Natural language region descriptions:

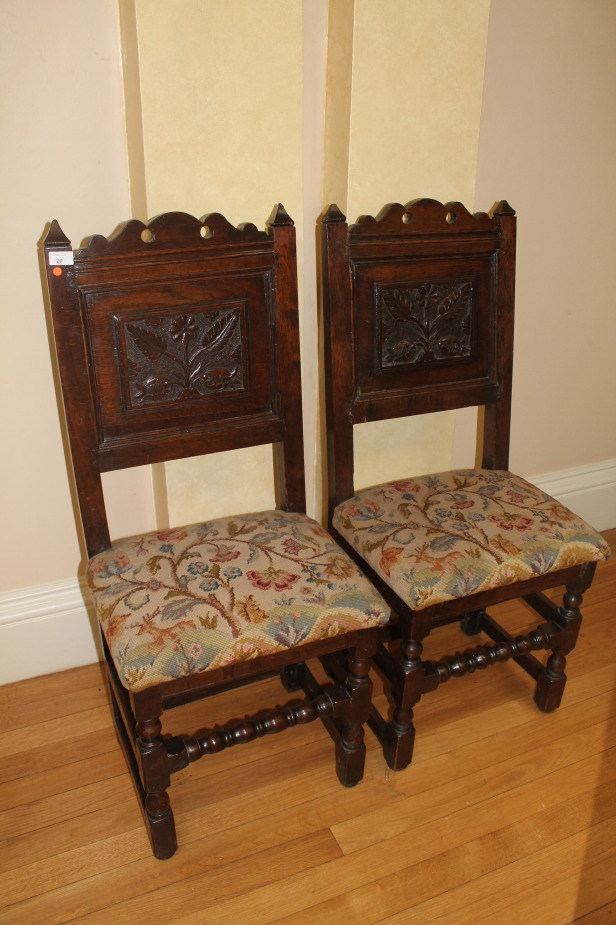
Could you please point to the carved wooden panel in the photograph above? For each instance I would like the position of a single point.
(424, 323)
(182, 356)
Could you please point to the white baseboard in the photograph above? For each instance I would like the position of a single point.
(44, 629)
(48, 628)
(589, 491)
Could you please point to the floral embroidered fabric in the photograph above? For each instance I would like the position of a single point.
(445, 536)
(191, 599)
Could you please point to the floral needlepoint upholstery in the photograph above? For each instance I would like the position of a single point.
(445, 536)
(181, 601)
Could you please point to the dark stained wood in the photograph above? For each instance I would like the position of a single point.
(117, 311)
(505, 816)
(373, 373)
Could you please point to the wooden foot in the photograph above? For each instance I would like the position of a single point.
(398, 736)
(160, 825)
(351, 749)
(399, 739)
(551, 683)
(471, 622)
(290, 677)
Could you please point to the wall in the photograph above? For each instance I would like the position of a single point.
(413, 131)
(548, 145)
(63, 156)
(221, 92)
(217, 91)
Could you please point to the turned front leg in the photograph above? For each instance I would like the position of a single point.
(155, 775)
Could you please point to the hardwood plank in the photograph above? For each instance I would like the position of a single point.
(506, 814)
(442, 887)
(341, 876)
(203, 848)
(606, 915)
(160, 904)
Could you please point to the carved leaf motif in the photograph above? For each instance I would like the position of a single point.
(148, 342)
(399, 304)
(190, 354)
(425, 323)
(220, 332)
(453, 298)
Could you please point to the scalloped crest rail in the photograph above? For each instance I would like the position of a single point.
(418, 318)
(175, 338)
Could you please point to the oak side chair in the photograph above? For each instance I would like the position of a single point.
(180, 338)
(418, 317)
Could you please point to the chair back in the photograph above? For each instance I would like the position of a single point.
(418, 310)
(177, 338)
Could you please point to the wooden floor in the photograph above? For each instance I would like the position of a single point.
(506, 816)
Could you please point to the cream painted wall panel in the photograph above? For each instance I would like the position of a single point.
(221, 85)
(417, 80)
(62, 156)
(548, 145)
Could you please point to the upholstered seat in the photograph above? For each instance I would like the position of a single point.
(170, 605)
(418, 318)
(180, 339)
(449, 535)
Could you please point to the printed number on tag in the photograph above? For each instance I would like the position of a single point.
(60, 258)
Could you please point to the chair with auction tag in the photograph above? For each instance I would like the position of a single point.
(418, 315)
(176, 339)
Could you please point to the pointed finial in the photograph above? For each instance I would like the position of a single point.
(503, 208)
(334, 214)
(55, 237)
(280, 216)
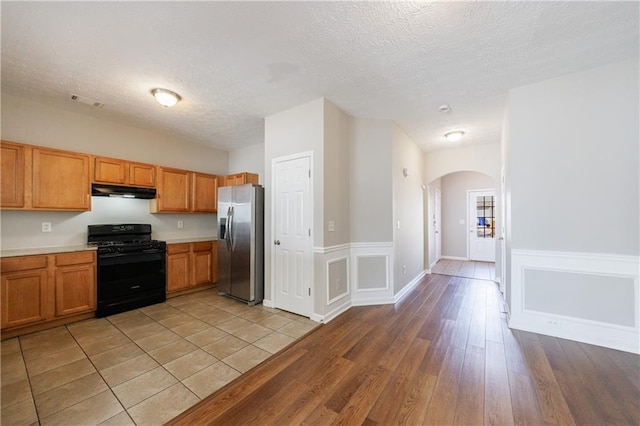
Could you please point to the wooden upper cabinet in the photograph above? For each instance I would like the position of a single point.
(109, 170)
(182, 191)
(141, 174)
(173, 192)
(120, 172)
(240, 179)
(60, 180)
(204, 198)
(12, 175)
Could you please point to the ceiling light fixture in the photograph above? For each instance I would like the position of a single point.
(454, 136)
(166, 97)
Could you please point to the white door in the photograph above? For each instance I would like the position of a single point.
(292, 244)
(482, 225)
(436, 223)
(502, 241)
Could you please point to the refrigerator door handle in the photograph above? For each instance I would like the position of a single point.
(227, 236)
(230, 233)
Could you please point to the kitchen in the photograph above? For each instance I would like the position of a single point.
(251, 334)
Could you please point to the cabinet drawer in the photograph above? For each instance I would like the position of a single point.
(203, 246)
(177, 248)
(23, 263)
(75, 258)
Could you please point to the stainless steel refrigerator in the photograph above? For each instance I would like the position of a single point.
(241, 242)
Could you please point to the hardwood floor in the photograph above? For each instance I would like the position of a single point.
(466, 269)
(443, 355)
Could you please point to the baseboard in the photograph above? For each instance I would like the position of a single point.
(454, 258)
(410, 286)
(560, 294)
(335, 312)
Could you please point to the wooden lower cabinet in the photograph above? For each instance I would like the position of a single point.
(24, 297)
(43, 288)
(191, 265)
(73, 272)
(178, 267)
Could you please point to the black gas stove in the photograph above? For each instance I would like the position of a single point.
(131, 267)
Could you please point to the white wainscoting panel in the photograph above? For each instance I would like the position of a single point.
(587, 297)
(378, 258)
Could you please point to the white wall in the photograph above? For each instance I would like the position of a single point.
(337, 194)
(371, 180)
(248, 159)
(574, 162)
(454, 188)
(408, 242)
(477, 158)
(34, 122)
(430, 257)
(574, 182)
(38, 123)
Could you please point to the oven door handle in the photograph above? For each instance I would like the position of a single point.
(121, 258)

### Task
Word-for-word output of every record is needed, with images omitted.

### The completed task
Could you please point to the carved wooden panel in the photograph above? For each instance I would like the position of a single point.
(424, 323)
(182, 356)
Could you please point to the white baseboard in the photograph above? For each instance I would like the position of a single point.
(44, 629)
(48, 628)
(589, 491)
Could you please point to the floral embroidered fabric in the photograph above? For each instance I would like the position of a single point.
(445, 536)
(191, 599)
Could you please point to the floral needlepoint upholstery in the photograph above? For each instance I would like the position of a single point.
(445, 536)
(181, 601)
Could you please point to the dark stained wood in the photograph above? For each instance I would like the position of a single point.
(117, 311)
(505, 816)
(373, 373)
Could you please point to the wooden foot in the photograph above? For each instance I would like the position of a single point.
(398, 736)
(160, 825)
(351, 749)
(399, 739)
(551, 683)
(471, 622)
(290, 677)
Could you please point to the wall in the photograph above? For each instance I would like the position of a single point.
(413, 131)
(548, 145)
(63, 156)
(221, 92)
(217, 91)
Could you please point to the turned front leg in the photograph above? For each instance I would like the position of a single point.
(155, 775)
Could you please point to the hardwood plank in the photograph above? For each instance I would like the position of a single point.
(506, 814)
(442, 887)
(341, 876)
(203, 848)
(606, 915)
(160, 904)
Could you please point to the carved leaf motif in the photograph above? For each instance I would like the position of a single point.
(148, 342)
(399, 304)
(190, 354)
(425, 323)
(220, 332)
(453, 298)
Could you please point to the scalloped crest rail in the photograph above? For each instance I would like the position of a single point.
(418, 318)
(175, 338)
Could you please point to the oak side chair in the photograph above? For each instance I would like the position of a single point.
(180, 338)
(418, 317)
Could you please point to the chair back in the photograph above? For each instance I would like the position of a single point.
(418, 310)
(177, 338)
Could you please point to the wooden floor in the photograph above? For each instance I would like the position of a single point.
(506, 816)
Could you please point to the cream painted wall panel in the photograph above? For each instance I would like the position of a single point.
(221, 85)
(417, 80)
(62, 156)
(548, 145)
Could you please point to the upholstered seat in the photograph above? For each instance I would like the position of a single point.
(170, 605)
(418, 318)
(180, 339)
(449, 535)
Could you please point to the printed number on tag in the photograph above? For each instance I would like the position of a single point.
(60, 258)
Could you please point to the chair with auction tag in the photograph above? For each instance I would like the position of a single point.
(418, 315)
(176, 339)
Could you please point to the pointed finial in the photograph above? For each instance I would like the position of a single point.
(503, 208)
(334, 214)
(55, 237)
(280, 216)
Could you please point to the wooden upper cabinet in the photograph above? For each instance I would like the position of a single point.
(109, 170)
(182, 191)
(141, 174)
(173, 192)
(120, 172)
(240, 179)
(60, 180)
(204, 198)
(12, 175)
Could you please point to the ceiling light fixture in the photograph above? For each instance I would like the position of a single point.
(454, 136)
(166, 97)
Could you please point to the white door in the photograph above? For each instance I would like the position of a single point.
(292, 244)
(482, 225)
(436, 223)
(502, 241)
Could you please point to the refrigerator door handle in the photograph above? For each instance I would like the position of a single point.
(227, 236)
(230, 233)
Could you please point to the kitchen in the photograph above? For each instance I would like the position of a single point.
(251, 334)
Could you please point to the cabinet drawer in the photograph above? For each instance I would like the position of a single point.
(203, 246)
(177, 248)
(23, 263)
(75, 258)
Could you please point to the stainless steel refrigerator in the photograph above? For each instance I would like the position of a single point.
(241, 242)
Could you please point to the hardwood floor in the photograph above? For each instance I would like the position of a single point.
(466, 269)
(443, 355)
Could you please point to the baseboard in the photograph above? For each instance I would like the position of a single point.
(454, 258)
(410, 286)
(560, 294)
(335, 312)
Could you please point to the wooden lower cabinet in the photograph above? For each instance I would like the position of a single point.
(24, 297)
(43, 288)
(191, 265)
(73, 272)
(178, 267)
Could you please point to the black gas stove in the photograph above? For each instance I would like the position of a single point.
(131, 267)
Could you please point to the white wainscoting panel in the photograph above? For each instance I would like the position of a single point.
(587, 297)
(378, 258)
Could you please point to the white wall in the photograph above? For each instance I would like the position of a single point.
(337, 194)
(371, 180)
(248, 159)
(574, 162)
(454, 188)
(408, 242)
(477, 158)
(34, 122)
(430, 257)
(574, 182)
(38, 123)
Could you please point to the oven door handle in the photograph above? For each instance I would like the position of a single point.
(121, 258)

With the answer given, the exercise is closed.